Consignes |
**1.** Reproduisez fidèlement le passage de l'article sur la plainte d'Avery contre l'État d'Israël compris entre « Ces propos se » et « la Cour suprême. », ces deux extraits inclus.
**2.** Relevez toutes les citations placées entre guillemets dans l'article sur la plainte d'Avery contre l'État d'Israël.
**3.** Rédigez la suite de l'article sur la plainte d'Avery contre l'État d'Israël, en reprenant après sa dernière phrase.
+++ Texte proposé
Ces propos se sont malheureusement révélés justes, ces dernières semaines. Et cela, dans le cadre du débat en cours depuis deux ans au tribunal du district de Jérusalem autour de la plainte en dommage introduite au civil par Avery, par l’intermédiaire de l’avocat Shlomo Laker, contre l’Etat d’Israël. C’est là qu’il est apparu que les témoignages sous serment des soldats impliqués dans l’incident étaient en contradiction totale avec les déclarations faites en leur nom par l’Etat dans le cadre des débats devant la Cour suprême.

C’est ainsi, par exemple, que dans le communiqué du procureur militaire principal à la Cour suprême, il était dit que « le tir avait été effectué en direction d’une rue proche du mur d’un bâtiment ». Pourtant, dans les déclarations sous serment du mitrailleur, qui était dans le blindé de transport de troupe, et du commandant de compagnie qui commandait les forces à Jénine ce jour-là, il est dit explicitement que « le tir a été effectué en direction de trois personnes suspectes ». Dans le communiqué adressé à la Cour suprême par le procureur militaire principal, il est dit que « les personnes ont fui en quittant les lieux » et que « les soldats à l’intérieur du transporteur de troupe n’ont pas identifié de coup au but, ni fait rapport sur des blessés dus au tir » ; dans les déclarations sous serment transmises au tribunal de district, les soldats reconnaissent que, suite au tir, « une personne » était tombée et que les deux autres étaient penchées vers elle. Une heure après l’incident, environ, selon ce qu’il apparaît maintenant, les soldats sur place faisaient déjà rapport à leurs commandants : « Il y a un Américain grièvement blessé au visage par une balle tirée d’un char, Brian Avery. Il se trouve à l’hôpital de Jénine et on veut l’évacuer en Israël ».
++++++
+++ Données fournies
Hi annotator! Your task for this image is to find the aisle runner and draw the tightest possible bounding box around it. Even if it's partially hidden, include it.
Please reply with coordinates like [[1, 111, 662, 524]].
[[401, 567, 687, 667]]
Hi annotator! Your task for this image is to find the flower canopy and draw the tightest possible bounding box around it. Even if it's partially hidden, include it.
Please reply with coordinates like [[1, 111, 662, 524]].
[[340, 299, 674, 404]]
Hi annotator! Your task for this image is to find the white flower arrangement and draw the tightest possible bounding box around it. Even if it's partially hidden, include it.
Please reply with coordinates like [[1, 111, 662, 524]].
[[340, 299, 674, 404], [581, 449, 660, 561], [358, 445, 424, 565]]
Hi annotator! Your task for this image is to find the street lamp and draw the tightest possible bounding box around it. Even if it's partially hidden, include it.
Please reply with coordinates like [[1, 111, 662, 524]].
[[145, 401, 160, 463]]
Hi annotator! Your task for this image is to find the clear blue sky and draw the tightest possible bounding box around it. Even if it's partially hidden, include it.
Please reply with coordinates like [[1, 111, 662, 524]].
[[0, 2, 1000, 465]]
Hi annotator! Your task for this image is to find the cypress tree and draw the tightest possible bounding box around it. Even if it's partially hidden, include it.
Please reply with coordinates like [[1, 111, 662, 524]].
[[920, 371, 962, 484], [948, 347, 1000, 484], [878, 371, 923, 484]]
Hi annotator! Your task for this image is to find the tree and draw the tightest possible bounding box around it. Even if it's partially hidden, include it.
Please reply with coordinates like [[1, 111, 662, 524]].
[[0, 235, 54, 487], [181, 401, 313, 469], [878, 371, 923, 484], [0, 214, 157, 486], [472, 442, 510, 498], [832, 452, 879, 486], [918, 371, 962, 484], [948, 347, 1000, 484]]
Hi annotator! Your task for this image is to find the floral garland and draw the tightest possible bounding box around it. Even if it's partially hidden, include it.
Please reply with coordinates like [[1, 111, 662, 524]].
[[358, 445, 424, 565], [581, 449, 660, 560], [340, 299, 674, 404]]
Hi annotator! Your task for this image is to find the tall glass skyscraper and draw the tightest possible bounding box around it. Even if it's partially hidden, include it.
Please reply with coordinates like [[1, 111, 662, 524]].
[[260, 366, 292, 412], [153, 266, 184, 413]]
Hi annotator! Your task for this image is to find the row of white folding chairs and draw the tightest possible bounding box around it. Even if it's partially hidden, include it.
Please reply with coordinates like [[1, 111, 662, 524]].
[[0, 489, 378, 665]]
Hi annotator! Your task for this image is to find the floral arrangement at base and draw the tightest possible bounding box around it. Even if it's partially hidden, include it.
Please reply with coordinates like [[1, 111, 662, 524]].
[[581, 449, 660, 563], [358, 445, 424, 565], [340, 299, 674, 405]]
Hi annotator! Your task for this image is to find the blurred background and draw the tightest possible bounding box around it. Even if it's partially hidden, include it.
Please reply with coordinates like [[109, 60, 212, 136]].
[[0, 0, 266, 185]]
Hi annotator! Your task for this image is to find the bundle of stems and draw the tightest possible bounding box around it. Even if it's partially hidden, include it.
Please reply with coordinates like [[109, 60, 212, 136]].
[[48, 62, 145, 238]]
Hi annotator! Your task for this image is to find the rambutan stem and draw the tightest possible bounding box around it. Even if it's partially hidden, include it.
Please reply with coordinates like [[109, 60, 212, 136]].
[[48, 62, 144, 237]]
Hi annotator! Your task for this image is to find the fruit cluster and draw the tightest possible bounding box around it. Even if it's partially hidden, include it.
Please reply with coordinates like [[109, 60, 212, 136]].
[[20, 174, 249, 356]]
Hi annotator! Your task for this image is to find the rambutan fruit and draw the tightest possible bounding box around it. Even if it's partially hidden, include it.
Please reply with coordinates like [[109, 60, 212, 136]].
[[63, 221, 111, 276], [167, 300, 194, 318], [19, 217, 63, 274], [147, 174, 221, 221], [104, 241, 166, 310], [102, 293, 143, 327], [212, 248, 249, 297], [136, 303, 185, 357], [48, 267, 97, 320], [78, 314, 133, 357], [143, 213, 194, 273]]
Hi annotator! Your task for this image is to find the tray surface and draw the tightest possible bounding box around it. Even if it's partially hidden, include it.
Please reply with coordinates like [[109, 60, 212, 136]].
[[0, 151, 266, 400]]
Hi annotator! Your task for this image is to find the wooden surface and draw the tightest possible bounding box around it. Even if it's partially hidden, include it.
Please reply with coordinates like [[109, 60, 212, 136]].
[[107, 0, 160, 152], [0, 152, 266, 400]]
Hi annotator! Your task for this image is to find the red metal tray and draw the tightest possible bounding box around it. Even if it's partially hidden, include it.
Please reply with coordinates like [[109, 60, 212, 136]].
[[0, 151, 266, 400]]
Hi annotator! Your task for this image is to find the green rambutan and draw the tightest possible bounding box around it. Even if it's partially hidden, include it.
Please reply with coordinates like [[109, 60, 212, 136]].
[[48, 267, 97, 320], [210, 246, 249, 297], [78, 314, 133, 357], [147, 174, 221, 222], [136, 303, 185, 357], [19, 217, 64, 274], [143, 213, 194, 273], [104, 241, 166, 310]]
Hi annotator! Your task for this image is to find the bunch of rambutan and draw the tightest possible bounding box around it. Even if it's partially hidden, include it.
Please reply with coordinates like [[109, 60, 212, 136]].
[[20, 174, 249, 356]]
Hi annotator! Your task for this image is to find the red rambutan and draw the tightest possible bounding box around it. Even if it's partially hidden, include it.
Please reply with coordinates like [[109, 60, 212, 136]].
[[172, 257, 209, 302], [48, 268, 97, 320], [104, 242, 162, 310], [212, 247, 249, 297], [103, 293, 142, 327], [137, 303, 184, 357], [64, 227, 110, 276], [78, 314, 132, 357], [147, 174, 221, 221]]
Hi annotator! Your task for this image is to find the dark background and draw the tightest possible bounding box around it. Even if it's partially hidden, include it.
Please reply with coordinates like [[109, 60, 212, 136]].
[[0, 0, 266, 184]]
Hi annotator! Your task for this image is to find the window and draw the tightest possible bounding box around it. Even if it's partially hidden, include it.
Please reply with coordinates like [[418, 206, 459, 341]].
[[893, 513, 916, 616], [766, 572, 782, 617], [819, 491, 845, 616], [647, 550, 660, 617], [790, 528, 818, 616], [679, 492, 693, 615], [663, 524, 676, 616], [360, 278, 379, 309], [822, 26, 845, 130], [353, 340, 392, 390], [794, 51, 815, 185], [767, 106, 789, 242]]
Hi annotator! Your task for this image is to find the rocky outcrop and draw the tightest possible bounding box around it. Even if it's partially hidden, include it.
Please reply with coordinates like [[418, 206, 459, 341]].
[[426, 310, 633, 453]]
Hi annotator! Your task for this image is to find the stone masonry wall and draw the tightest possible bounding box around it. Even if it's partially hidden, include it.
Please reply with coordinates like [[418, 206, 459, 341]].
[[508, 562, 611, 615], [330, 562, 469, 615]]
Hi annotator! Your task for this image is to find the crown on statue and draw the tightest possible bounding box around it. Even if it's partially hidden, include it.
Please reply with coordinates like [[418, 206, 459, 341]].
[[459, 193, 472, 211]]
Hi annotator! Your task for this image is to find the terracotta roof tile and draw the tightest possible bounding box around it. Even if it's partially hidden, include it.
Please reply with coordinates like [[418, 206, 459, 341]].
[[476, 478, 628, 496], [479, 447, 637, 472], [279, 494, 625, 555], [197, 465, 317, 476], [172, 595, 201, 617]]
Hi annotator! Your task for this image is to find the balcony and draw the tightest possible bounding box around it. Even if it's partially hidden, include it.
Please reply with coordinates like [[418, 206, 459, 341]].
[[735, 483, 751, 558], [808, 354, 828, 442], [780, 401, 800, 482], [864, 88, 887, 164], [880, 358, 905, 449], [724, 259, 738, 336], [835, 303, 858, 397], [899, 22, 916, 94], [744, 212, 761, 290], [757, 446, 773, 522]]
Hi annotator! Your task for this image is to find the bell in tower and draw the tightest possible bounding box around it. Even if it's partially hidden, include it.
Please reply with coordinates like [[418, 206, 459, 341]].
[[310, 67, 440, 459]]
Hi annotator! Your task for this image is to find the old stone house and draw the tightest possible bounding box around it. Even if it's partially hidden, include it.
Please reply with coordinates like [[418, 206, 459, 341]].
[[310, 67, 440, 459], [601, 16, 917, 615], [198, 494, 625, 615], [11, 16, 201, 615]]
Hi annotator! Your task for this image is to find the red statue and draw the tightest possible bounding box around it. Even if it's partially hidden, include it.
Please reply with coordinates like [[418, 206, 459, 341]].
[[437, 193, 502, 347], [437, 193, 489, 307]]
++++++
Corrigés |
**1.**
Ces propos se sont malheureusement révélés justes, ces dernières semaines. Et cela, dans le cadre du débat en cours depuis deux ans au tribunal du district de Jérusalem autour de la plainte en dommage introduite au civil par Avery, par l’intermédiaire de l’avocat Shlomo Laker, contre l’Etat d’Israël. C’est là qu’il est apparu que les témoignages sous serment des soldats impliqués dans l’incident étaient en contradiction totale avec les déclarations faites en leur nom par l’Etat dans le cadre des débats devant la Cour suprême.

**2.**
« le tir avait été effectué en direction d'une rue proche du mur d'un bâtiment »
« le tir a été effectué en direction de trois personnes suspectes »
« les personnes ont fui en quittant les lieux »
« les soldats à l'intérieur du transporteur de troupe n'ont pas identifié de coup au but, ni fait rapport sur des blessés dus au tir »
« une personne »
« Il y a un Américain grièvement blessé au visage par une balle tirée d'un char, Brian Avery. Il se trouve à l'hôpital de Jénine et on veut l'évacuer en Israël »

**3.**
L’office du procureur était allé jusqu’à affirmer, dans son communiqué à la Cour suprême, qu’ « un débriefing opérationnel détaillé, approfondi, avait été organisé par le commandant de la compagnie Menashe, un officier du grade de colonel, à proximité des combats », et que ce débriefing « s’était appuyé sur l’analyse faite par les combattants ». Pourtant, deux des soldats qui ont maintenant fait parvenir au tribunal leurs témoignages sous serment, ont dit n’avoir participé à aucune investigation et que c’était la première fois qu’on les interrogeait sur cet incident remontant à un an et demi. Dans le journal des opérations de l’armée israélienne, aujourd’hui exposé dans le cadre de la plainte en dommages, une date est marquée – à peu près un mois après l’incident – où un débriefing se serait tenu dans le bureau du commandant de secteur et auquel, pourtant, jamais les soldats n’ont été convoqués.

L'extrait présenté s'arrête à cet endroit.